◆ EXERCISE INSTRUCTIONS
Rewrite the lines starting at the one containing "Each instance receives one point. Mark the evergreen" and ending at the last line, replacing "snow-covered" with "snowy" and changing nothing else. Give only those lines.
>> BEGIN DATA TO USE
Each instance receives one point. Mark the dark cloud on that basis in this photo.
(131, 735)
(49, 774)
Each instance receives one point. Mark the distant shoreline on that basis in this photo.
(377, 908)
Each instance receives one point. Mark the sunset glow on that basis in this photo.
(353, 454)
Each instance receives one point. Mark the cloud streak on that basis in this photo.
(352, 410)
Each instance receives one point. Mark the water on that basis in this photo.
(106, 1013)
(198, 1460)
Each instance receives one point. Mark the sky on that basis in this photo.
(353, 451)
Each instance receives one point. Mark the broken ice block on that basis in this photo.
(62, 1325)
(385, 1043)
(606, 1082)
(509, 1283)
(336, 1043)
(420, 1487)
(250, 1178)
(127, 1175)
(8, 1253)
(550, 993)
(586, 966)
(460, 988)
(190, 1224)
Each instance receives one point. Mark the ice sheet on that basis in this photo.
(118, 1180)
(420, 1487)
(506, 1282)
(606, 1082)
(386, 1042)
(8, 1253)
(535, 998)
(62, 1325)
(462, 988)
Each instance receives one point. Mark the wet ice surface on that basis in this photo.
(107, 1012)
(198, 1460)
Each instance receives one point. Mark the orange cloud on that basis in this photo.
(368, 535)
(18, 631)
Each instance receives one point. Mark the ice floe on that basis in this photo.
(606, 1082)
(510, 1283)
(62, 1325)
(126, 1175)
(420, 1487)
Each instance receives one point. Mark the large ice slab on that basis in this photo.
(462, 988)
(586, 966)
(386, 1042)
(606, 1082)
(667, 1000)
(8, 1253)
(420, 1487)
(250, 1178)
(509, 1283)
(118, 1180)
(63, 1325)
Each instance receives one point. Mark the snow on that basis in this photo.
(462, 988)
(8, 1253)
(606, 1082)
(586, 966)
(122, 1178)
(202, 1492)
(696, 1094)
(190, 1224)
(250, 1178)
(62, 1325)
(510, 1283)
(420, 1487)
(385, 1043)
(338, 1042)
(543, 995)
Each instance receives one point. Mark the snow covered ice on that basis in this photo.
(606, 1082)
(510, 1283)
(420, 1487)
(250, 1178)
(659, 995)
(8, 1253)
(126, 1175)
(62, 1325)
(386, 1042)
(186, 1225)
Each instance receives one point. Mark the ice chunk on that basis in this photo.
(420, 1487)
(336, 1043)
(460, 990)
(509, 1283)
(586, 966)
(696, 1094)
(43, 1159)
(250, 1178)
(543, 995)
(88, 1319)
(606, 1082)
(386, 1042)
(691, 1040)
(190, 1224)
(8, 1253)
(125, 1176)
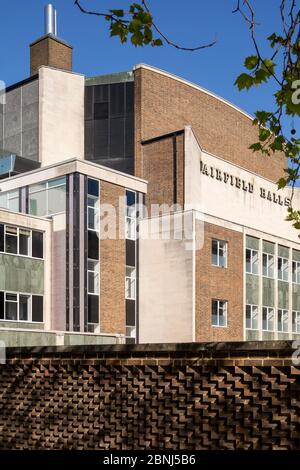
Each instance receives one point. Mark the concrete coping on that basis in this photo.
(220, 349)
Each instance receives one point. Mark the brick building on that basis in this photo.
(214, 259)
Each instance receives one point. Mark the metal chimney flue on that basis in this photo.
(50, 20)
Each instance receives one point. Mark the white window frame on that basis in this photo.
(223, 308)
(281, 271)
(252, 264)
(296, 314)
(221, 246)
(22, 294)
(130, 279)
(46, 190)
(268, 310)
(296, 277)
(268, 256)
(283, 313)
(252, 308)
(94, 272)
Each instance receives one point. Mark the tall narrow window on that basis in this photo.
(283, 269)
(268, 265)
(296, 322)
(219, 312)
(268, 319)
(296, 272)
(11, 239)
(252, 317)
(251, 261)
(283, 321)
(219, 253)
(130, 281)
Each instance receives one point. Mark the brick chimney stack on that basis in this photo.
(50, 50)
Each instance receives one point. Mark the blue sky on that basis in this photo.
(189, 22)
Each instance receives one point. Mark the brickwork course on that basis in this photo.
(187, 396)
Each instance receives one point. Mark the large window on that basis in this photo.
(93, 276)
(130, 283)
(21, 241)
(48, 198)
(283, 269)
(219, 313)
(268, 319)
(21, 307)
(296, 272)
(252, 261)
(268, 265)
(283, 321)
(296, 322)
(219, 253)
(10, 200)
(252, 317)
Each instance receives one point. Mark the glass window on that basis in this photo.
(37, 308)
(93, 309)
(24, 242)
(251, 261)
(219, 312)
(283, 269)
(11, 239)
(296, 272)
(11, 307)
(219, 253)
(296, 322)
(37, 244)
(283, 320)
(252, 317)
(130, 281)
(93, 245)
(24, 307)
(268, 265)
(268, 319)
(93, 277)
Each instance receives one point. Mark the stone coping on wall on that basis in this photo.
(273, 353)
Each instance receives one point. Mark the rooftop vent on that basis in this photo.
(50, 20)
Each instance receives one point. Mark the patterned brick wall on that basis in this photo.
(188, 396)
(164, 104)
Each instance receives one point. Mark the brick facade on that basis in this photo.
(52, 52)
(181, 397)
(164, 104)
(219, 283)
(112, 266)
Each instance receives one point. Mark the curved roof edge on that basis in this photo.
(193, 85)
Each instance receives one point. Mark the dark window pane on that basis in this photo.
(1, 305)
(93, 309)
(37, 245)
(117, 100)
(37, 308)
(93, 245)
(100, 110)
(93, 187)
(130, 312)
(11, 244)
(23, 307)
(1, 237)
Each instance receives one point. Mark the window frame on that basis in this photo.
(251, 250)
(252, 306)
(268, 256)
(225, 255)
(219, 301)
(21, 294)
(274, 319)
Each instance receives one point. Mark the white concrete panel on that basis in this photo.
(226, 191)
(61, 115)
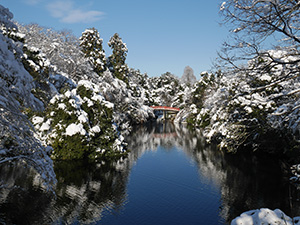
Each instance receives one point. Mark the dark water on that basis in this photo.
(170, 177)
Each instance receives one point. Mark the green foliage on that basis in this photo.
(91, 46)
(117, 60)
(99, 136)
(39, 74)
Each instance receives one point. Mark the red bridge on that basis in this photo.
(168, 112)
(165, 108)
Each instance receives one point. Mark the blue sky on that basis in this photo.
(161, 35)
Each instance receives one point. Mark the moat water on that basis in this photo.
(169, 177)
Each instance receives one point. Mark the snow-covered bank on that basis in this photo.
(265, 216)
(17, 137)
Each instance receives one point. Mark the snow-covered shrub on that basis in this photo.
(17, 141)
(255, 107)
(164, 89)
(79, 124)
(91, 45)
(116, 61)
(128, 109)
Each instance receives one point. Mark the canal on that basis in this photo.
(171, 176)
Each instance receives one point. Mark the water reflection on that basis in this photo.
(88, 192)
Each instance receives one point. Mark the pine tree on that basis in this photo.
(117, 59)
(91, 45)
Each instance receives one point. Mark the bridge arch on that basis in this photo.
(166, 110)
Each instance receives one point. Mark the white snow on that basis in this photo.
(37, 120)
(265, 216)
(73, 129)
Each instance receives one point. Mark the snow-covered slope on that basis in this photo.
(16, 133)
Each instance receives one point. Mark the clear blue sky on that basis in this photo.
(161, 35)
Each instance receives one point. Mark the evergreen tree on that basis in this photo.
(117, 60)
(188, 76)
(91, 45)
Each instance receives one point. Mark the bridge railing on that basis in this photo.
(165, 108)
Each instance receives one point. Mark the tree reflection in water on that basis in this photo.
(87, 192)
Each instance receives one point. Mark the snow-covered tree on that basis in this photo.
(91, 45)
(188, 76)
(17, 140)
(116, 61)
>> END DATA TO USE
◆ COMPLETE ANSWER
Each instance receives one point. Mark the evergreen tree on that basis in this photo.
(117, 60)
(188, 76)
(91, 45)
Each instance receives one point. Mark the bridge railing on that basis in this photo.
(165, 108)
Each instance receives one point. Mark the tree reflection in water on that basis in this photo.
(87, 192)
Each instance receives one point. Mark the snowy tree on that basis in this photo.
(91, 45)
(188, 76)
(17, 140)
(116, 61)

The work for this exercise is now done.